WORK TO BE COMPLETED ▸ An exact copy of the listing below is required.

==*==

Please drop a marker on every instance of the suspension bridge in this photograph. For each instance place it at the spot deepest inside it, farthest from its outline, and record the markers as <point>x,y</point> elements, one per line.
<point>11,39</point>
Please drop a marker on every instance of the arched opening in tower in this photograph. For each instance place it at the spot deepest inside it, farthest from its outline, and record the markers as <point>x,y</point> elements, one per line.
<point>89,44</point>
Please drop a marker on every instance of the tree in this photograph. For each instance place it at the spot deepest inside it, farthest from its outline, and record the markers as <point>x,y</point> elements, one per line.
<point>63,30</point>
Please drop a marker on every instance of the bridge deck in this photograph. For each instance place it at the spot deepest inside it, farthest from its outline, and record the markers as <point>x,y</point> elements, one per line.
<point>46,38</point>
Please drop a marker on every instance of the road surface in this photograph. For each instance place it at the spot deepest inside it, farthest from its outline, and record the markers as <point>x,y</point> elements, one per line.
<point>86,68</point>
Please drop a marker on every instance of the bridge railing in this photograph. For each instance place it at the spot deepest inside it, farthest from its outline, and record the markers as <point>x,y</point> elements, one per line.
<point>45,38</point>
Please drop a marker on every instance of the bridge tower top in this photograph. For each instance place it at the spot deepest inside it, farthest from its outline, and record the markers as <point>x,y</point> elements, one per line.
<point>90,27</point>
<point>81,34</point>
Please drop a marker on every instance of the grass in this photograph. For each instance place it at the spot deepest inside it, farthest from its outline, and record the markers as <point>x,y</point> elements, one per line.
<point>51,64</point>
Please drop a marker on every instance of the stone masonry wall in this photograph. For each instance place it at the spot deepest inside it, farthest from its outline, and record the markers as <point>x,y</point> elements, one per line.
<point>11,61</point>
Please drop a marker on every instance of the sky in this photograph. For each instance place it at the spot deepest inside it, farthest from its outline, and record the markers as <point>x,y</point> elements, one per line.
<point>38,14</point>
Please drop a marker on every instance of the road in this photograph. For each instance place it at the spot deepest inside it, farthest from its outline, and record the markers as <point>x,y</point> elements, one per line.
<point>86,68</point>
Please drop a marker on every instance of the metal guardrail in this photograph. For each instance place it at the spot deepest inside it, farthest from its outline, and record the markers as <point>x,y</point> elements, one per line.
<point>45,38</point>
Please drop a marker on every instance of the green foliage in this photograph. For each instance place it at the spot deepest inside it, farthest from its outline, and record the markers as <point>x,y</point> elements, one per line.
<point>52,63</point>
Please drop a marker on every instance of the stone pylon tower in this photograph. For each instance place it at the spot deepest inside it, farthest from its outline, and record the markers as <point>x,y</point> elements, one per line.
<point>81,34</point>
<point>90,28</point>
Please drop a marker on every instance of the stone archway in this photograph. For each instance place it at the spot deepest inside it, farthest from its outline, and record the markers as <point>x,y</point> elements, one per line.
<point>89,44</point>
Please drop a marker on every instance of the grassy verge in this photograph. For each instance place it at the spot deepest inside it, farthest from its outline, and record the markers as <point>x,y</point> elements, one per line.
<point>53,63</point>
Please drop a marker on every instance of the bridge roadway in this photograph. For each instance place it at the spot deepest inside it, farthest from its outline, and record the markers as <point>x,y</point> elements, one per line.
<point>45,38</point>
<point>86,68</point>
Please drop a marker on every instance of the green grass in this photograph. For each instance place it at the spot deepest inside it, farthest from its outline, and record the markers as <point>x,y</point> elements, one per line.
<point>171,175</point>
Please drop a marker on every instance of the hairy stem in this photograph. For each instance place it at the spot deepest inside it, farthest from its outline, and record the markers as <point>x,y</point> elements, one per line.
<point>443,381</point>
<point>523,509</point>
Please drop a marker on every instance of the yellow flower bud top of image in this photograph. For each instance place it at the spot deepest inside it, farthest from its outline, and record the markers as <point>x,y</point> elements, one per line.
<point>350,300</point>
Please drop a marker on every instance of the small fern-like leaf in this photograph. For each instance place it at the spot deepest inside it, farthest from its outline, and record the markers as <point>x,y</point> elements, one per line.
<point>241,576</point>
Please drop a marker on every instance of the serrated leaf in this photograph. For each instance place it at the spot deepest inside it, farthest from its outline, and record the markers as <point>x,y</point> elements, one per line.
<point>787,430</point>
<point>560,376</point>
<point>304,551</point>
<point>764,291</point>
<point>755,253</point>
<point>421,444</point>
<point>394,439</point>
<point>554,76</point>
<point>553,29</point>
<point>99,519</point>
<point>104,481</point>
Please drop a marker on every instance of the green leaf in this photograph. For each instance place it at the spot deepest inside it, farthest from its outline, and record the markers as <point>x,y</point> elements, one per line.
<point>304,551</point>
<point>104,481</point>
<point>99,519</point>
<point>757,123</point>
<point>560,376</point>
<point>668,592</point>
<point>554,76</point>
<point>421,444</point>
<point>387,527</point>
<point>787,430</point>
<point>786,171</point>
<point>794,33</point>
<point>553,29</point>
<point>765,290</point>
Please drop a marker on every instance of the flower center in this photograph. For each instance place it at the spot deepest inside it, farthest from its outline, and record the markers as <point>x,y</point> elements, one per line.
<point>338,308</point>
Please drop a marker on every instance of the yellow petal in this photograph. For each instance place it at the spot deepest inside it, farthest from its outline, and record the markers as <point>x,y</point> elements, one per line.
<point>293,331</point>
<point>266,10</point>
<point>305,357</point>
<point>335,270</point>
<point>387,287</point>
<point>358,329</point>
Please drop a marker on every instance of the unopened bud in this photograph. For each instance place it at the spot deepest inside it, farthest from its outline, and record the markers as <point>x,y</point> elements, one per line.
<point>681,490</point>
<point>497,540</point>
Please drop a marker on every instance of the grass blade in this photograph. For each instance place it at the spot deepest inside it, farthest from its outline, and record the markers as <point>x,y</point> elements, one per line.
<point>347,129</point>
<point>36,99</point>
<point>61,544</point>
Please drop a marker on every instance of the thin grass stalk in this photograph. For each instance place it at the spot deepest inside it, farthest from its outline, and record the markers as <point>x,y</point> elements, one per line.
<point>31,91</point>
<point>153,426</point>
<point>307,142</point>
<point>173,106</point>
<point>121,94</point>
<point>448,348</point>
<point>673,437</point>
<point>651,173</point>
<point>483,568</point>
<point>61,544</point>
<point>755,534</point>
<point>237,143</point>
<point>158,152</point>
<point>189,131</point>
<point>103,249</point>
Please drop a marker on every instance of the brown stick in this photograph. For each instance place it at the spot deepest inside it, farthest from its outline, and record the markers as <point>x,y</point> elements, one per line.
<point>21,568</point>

==*==

RESULT ▸
Please drop a marker on every instance of the suspension bridge in this photograph. For each instance place it at the spot deepest inside it, farthest from its outline, and record the markers as <point>x,y</point> elements, one per line.
<point>11,39</point>
Please drop a marker on every instance of the arched opening in tower in this photograph. For each instance place it at the spot deepest inside it, farthest from its outline, and record the markers as <point>x,y</point> elements, one per line.
<point>89,44</point>
Please drop a marker on every instance of the tree in this photograph. For each instance place it at the spot deepest inside it, farthest from its outline, and record the markers as <point>x,y</point> elements, one per line.
<point>63,30</point>
Please drop a marker on every instance of the bridge deck in this photograph. For each instance place it at the spot deepest inside it, farthest from its outline, and record the markers as <point>x,y</point> elements, one per line.
<point>46,38</point>
Please drop a marker on every instance of the road surface in this photograph. For each instance place it at the spot deepest inside it, farthest from its outline, and record the markers as <point>x,y</point> elements, one per line.
<point>86,68</point>
Please drop a marker on every instance of the bridge railing in this photograph. For each instance place it at the spot deepest inside it, farthest from its outline, and record the markers as <point>x,y</point> elements, one per line.
<point>45,38</point>
Please drop a marker on every instance of the bridge tower top in this photograph. For each instance place it at the spot deepest inside it, farthest from its outline, and record the markers as <point>x,y</point> elements, one per line.
<point>90,27</point>
<point>81,34</point>
Please drop a marker on every instance of the grass in this photograph. For each instance place it at the spot deepest inside it, farthest from its outline, and record the markers as <point>x,y</point> elements, one per line.
<point>51,64</point>
Please drop a marker on every instance of the stone masonry wall in this photograph. For each instance place it at the spot deepest inside it, farthest from its outline, and record the markers as <point>x,y</point> elements, one per line.
<point>11,61</point>
Please drop a marker on every instance of the sky in this photograph. For each instance place it at the spot deepest inside it, farthest from its outline, and record the markers as <point>x,y</point> elements, one per line.
<point>38,14</point>
Please drop a marker on every instance of the road in this photograph. For each instance place it at the spot deepest inside it, farthest from its outline, and record the markers as <point>x,y</point> elements, one per line.
<point>86,68</point>
Please drop a marker on every instance of the metal guardrail in this photograph. For each instance place it at the spot deepest inside it, farthest from its outline, and record the markers as <point>x,y</point> elements, one per line.
<point>45,38</point>
Please drop a marker on every instance of the green foliage in this photograph. For each instance place it at the spot deepest inside it, farthest from its outline, and record the markers as <point>x,y</point> elements, one per line.
<point>52,63</point>
Please drop a marker on every instance of the stone pylon tower in this photograph. For each instance place it at the spot deepest inside it, farthest from its outline, and record the markers as <point>x,y</point> elements, one per line.
<point>81,34</point>
<point>90,28</point>
Please drop a marker on every instance of the stone archway in this photograph. For each instance place it at the spot deepest inside it, farthest from its outline, and record the markers as <point>x,y</point> elements, one per line.
<point>89,44</point>
Please drop a marker on every instance of the grassy verge in this photograph. For each instance place it at the spot deepest inside it, farthest from its outline, and record the markers as <point>x,y</point> elements, one per line.
<point>53,63</point>
Please drop a marker on every instance of the bridge roadway in this photograph. For each instance place it at the spot deepest inside it, farthest from its outline, and record the markers as <point>x,y</point> elements, one per line.
<point>45,38</point>
<point>86,68</point>
Please drop a marker on every instance of the green grass in this photograph. For each instance place it at the spot deepest inside it, farthest from its outline, and record the markers as <point>x,y</point> elements, one per line.
<point>171,175</point>
Please drop a marker on every instance of the hairy stem in this photograph. For each instance place it at the spot deepest inside it, farthest from its outline, and record the markers as <point>x,y</point> elements, one per line.
<point>443,381</point>
<point>523,509</point>
Please drop a marker on every instance of the yellow flower bud top of image in this photograph. For each instance place it at the spot deepest inside it, farthest from its outline, and record the markers as <point>x,y</point> elements, one per line.
<point>350,300</point>
Please drop a marker on every instance of the small fern-like leaf in this photograph. For each instance place it at the spot deepest inside it, farthest from its outline, and record the markers as <point>x,y</point> elements, one per line.
<point>241,576</point>
Please drop a marker on every instance of the serrated leaf in this photograph. For each instance place it at the spot deepest inside it, farthest from its outline, and record the markers as <point>x,y</point> elements, one per line.
<point>787,430</point>
<point>560,376</point>
<point>304,551</point>
<point>764,291</point>
<point>755,253</point>
<point>421,444</point>
<point>394,439</point>
<point>554,76</point>
<point>553,29</point>
<point>99,519</point>
<point>104,481</point>
Please drop a marker on every instance of the green leaf in this photograph. For each instance place it at the spot deepest inside it, farthest from its outline, and record the markers as <point>x,y</point> elements, one per line.
<point>304,551</point>
<point>104,481</point>
<point>99,519</point>
<point>757,123</point>
<point>560,376</point>
<point>668,592</point>
<point>554,76</point>
<point>421,444</point>
<point>387,527</point>
<point>787,430</point>
<point>786,171</point>
<point>794,33</point>
<point>553,29</point>
<point>765,290</point>
Please drop a marker on every instance of the flower center in this photograph. For each instance place it at the spot deepest inside it, farthest from its outline, and record the markers as <point>x,y</point> elements, one per line.
<point>338,308</point>
Please drop a marker on every instance of the yellow petal in this photograph. For each instance place it at the spot deepest inside it, farthest from its outline, and record the markers as <point>x,y</point> elements, one per line.
<point>293,331</point>
<point>266,10</point>
<point>305,357</point>
<point>335,270</point>
<point>387,287</point>
<point>358,329</point>
Please drop a marker on every instance of the unopened bud in this photograph. For each instance place it at the spot deepest inside it, farthest from its outline, and record the markers as <point>x,y</point> elements, one per line.
<point>681,490</point>
<point>497,540</point>
Please drop a marker on every instance of the grass blade in this photograph. For each instance place it at the spot deepest inside it, farthest from its outline, and record the markers as <point>x,y</point> elements, one per line.
<point>347,129</point>
<point>36,99</point>
<point>61,544</point>
Please drop a marker on every instance of the thin grass stalk in this photograph. For each instance place it at the spot deepest inside it, farthest from its outline, and record the markers as <point>x,y</point> elements, one per line.
<point>31,91</point>
<point>153,426</point>
<point>307,142</point>
<point>173,106</point>
<point>121,94</point>
<point>448,348</point>
<point>673,437</point>
<point>651,173</point>
<point>483,568</point>
<point>61,544</point>
<point>755,534</point>
<point>237,143</point>
<point>158,152</point>
<point>189,131</point>
<point>103,249</point>
Please drop a marker on every instance of the brown stick in this photograph. For each instance place it at the spot deepest inside it, farthest from its outline, and record the markers as <point>x,y</point> elements, one per line.
<point>21,568</point>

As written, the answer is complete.